[Raw records]
>>>

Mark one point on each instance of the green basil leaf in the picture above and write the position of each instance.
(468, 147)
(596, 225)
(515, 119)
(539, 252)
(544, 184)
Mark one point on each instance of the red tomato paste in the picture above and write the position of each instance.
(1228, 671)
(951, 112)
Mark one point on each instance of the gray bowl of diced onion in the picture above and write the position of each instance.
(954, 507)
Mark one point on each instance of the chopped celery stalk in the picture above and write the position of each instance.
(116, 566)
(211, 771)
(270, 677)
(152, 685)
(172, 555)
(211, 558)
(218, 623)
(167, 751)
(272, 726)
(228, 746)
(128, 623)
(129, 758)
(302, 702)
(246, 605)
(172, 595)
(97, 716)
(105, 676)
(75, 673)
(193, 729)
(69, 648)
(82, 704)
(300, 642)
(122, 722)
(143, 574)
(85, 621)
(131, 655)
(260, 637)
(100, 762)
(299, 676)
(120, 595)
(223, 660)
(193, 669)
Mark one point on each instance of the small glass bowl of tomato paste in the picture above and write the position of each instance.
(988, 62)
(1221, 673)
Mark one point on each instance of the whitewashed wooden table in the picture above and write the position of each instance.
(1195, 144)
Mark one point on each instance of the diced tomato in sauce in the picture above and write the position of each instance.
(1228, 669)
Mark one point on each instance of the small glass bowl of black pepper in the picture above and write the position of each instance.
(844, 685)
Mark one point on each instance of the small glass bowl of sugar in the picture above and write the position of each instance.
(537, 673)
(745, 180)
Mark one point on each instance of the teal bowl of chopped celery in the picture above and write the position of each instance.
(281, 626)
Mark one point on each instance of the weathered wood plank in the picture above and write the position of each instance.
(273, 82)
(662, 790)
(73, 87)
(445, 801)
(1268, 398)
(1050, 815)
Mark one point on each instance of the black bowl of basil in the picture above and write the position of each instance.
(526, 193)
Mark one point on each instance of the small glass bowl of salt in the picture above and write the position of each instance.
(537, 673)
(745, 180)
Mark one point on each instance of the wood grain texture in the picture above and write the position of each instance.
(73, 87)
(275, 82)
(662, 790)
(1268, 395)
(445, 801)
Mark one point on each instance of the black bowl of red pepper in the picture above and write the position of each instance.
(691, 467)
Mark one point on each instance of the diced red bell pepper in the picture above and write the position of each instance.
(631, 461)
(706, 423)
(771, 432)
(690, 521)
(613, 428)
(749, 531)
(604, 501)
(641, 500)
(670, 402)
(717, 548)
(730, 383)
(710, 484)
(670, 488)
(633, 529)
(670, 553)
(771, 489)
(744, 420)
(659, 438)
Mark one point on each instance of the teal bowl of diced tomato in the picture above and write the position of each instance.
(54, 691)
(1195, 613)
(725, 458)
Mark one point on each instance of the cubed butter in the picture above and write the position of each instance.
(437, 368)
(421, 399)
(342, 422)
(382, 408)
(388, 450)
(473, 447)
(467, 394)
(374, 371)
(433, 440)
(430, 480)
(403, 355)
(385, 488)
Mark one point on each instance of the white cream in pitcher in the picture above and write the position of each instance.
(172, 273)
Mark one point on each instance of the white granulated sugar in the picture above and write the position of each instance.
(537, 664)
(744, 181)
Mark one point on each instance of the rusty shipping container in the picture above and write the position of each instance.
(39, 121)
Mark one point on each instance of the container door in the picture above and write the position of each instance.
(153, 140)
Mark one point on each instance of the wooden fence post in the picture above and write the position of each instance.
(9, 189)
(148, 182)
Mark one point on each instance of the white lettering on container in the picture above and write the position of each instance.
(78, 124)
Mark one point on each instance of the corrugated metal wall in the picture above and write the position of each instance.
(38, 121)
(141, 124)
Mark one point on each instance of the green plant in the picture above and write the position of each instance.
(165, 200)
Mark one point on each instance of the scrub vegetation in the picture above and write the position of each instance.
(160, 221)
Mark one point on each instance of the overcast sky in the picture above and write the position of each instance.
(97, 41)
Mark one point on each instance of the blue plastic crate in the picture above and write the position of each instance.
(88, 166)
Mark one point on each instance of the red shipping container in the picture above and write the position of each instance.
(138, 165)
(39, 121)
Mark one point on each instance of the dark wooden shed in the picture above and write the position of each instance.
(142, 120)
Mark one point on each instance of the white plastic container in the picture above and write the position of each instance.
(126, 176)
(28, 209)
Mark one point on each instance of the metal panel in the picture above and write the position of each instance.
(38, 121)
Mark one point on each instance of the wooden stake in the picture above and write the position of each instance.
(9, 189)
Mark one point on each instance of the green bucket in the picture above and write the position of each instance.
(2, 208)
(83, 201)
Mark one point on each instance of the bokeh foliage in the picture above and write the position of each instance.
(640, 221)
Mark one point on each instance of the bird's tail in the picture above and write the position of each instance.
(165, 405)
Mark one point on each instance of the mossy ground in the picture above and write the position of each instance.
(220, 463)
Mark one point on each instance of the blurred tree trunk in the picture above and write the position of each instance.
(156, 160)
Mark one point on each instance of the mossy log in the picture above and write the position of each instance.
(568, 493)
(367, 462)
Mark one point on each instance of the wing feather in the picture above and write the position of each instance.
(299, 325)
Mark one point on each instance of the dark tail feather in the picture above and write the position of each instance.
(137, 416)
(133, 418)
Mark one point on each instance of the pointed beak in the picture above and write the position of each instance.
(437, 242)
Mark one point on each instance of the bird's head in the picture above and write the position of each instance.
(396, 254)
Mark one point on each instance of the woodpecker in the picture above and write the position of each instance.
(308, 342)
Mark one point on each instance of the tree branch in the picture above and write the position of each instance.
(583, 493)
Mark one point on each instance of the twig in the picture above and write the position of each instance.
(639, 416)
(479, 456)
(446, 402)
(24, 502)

<<<

* _WHAT YOU HAVE TO DO_:
Copy all of the material above, changing each occurrence of "write the position" to "give the coordinates" and leaving everything else as it is.

* _RESULT BELOW_:
Mark one point on each instance of the green basil leaf in the picture above and give the coordinates of each instance.
(468, 147)
(596, 225)
(515, 119)
(539, 252)
(544, 184)
Mark one point on each instance of the red tomato paste in the picture above and give the coordinates of each instance.
(1228, 671)
(951, 112)
Mark one point on each instance of the gray bowl of diced onion in the picture above and give the coordinates of each instance.
(954, 507)
Mark one point on each instance of the chopped celery stalk in the picture above and give the coordinates of each instance.
(116, 566)
(211, 771)
(270, 677)
(152, 685)
(172, 555)
(211, 558)
(218, 623)
(167, 751)
(272, 726)
(228, 746)
(128, 623)
(129, 758)
(302, 702)
(246, 605)
(172, 595)
(97, 716)
(105, 676)
(75, 673)
(193, 729)
(69, 648)
(82, 704)
(300, 642)
(122, 722)
(143, 574)
(85, 621)
(131, 655)
(260, 637)
(100, 762)
(299, 676)
(120, 595)
(223, 660)
(193, 669)
Mark one point on each instance of the small glass bowl of tomato paste in the picture above and give the coordinates of each instance.
(988, 62)
(1221, 673)
Mark one point on each instance of the whitewashed wooden table in the picture above and give the coordinates of each instance.
(1195, 144)
Mark one point on each instance of the diced tomato in sauce in the picture above and give the coordinates of each instance.
(1228, 669)
Mark one point on each instance of the small glass bowl of black pepper in the picture above and give the coordinates of each instance.
(844, 685)
Mark one point on each instance of the small glass bowl of sugar in the picture above and give the coordinates of each instance.
(537, 673)
(745, 180)
Mark one point on each instance of the teal bowl of chopped celery in the picture above and give the coordinates of each instance.
(281, 626)
Mark one point on each instance of the weathered wood plank in the picture above and give the coordinates of each instance.
(273, 82)
(662, 790)
(73, 87)
(445, 801)
(1268, 398)
(1050, 815)
Mark one point on each instance of the black bowl of basil in the picture above and give the coordinates of each instance.
(526, 193)
Mark one point on each instance of the small glass bowl of salt in the picture above and give the coordinates of each instance.
(537, 673)
(745, 180)
Mark one point on each instance of the wood grain texture in the picture above and give the coordinates of each instance.
(73, 87)
(275, 82)
(662, 790)
(1268, 395)
(445, 801)
Mark one point on each instance of the black bowl of red pepper in the picture above and give the coordinates of each instance.
(691, 467)
Mark one point on each instance of the diced red bell pepper in the picture above and give the coordinates of each instance.
(631, 461)
(706, 423)
(771, 432)
(690, 521)
(613, 428)
(749, 531)
(604, 501)
(641, 500)
(670, 402)
(717, 548)
(730, 383)
(710, 484)
(670, 488)
(633, 529)
(670, 553)
(771, 489)
(744, 420)
(659, 438)
Mark one point on each instance of the teal bowl of diced tomato in the picture above and give the coordinates of each instance.
(54, 691)
(1195, 613)
(725, 458)
Mark one point on each instance of the cubed butter in the picture above and give the coordinates of each instance.
(437, 368)
(421, 399)
(342, 422)
(382, 408)
(388, 450)
(473, 447)
(467, 394)
(374, 371)
(433, 440)
(430, 480)
(403, 355)
(385, 488)
Mark one point on each instance of the white cream in pitcher in the picture above and give the coordinates of each instance.
(172, 273)
Mark one point on each instance of the white granulated sugar in the picture above and give the coordinates of each instance.
(537, 664)
(744, 181)
Mark one point on each instance of the rusty shipping container in the picture above and give the coordinates of each instance.
(39, 121)
Mark one point on each instance of the container door in the picture above and give the coordinates of each instance.
(153, 140)
Mark one point on each instance of the wooden fence post in the picture above and give the coordinates of each instance.
(9, 189)
(148, 182)
Mark one point on each instance of the white lettering on container in the picture above and give the coordinates of each instance.
(78, 124)
Mark one point on each instance of the corrugated metal wall in the picture above and give the coordinates of each instance.
(38, 121)
(141, 124)
Mark one point on each instance of the green plant in the picture above and give the coordinates of each instance.
(165, 200)
Mark one point on each instance of the scrub vegetation in the picture above and give the coordinates of each instance.
(160, 221)
Mark one point on each instance of the overcast sky in the picture above and give the coordinates of each instance.
(97, 41)
Mark one point on each instance of the blue plastic crate in the picture above and give the coordinates of each instance.
(88, 166)
Mark one point on each instance of the red shipping container in the picture above and give the coordinates of each instance.
(138, 165)
(39, 121)
Mark one point on each instance of the dark wooden shed in the picture above and give the coordinates of each instance.
(142, 120)
Mark one point on each instance of the white plastic container in the picture above and give the coordinates of each instance.
(126, 176)
(28, 209)
Mark one point on each instance of the metal panel in the picture above and give the coordinates of each instance.
(38, 121)
Mark one point on each instance of the wooden stake in the picture above and give the coordinates of each instance.
(9, 189)
Mark one point on each instance of the green bucket in the picture above and give the coordinates of each instance.
(2, 208)
(83, 201)
Mark one point on each instance of the bokeh foliage in the picture above and give the coordinates of each instance.
(640, 221)
Mark one point on each instance of the bird's tail in the picture above and give the coordinates of each instance.
(165, 405)
Mark one point on each instance of the mossy ground in the picture above and give the coordinates of each instance.
(220, 463)
Mark one point on each instance of the blurred tree trunk in the picture above and give the coordinates of each instance.
(156, 160)
Mark one point on each instance of the mossy log in the picture above and give the coordinates of each instance.
(568, 493)
(367, 462)
Mark one point on each instance of the wing feather in the picture above and give the coordinates of each instance.
(299, 325)
Mark one point on each instance of the dark tail feather in the picture above and give the coordinates of each instance.
(137, 416)
(133, 418)
Mark one point on each instance of the pointed beak in the picture above and give the coordinates of each instance.
(437, 242)
Mark one point on each instance of the bird's head in the picture above and give the coordinates of each instance.
(396, 254)
Mark one point on each instance of the woodpecker in the picture above and give the coordinates of each instance.
(308, 342)
Mark one point on each instance of the tree branch in the picture above and give the coordinates of each instance.
(583, 493)
Mark one point on each instance of the twig in the picture above and give the coordinates of each instance.
(639, 416)
(479, 456)
(446, 402)
(24, 502)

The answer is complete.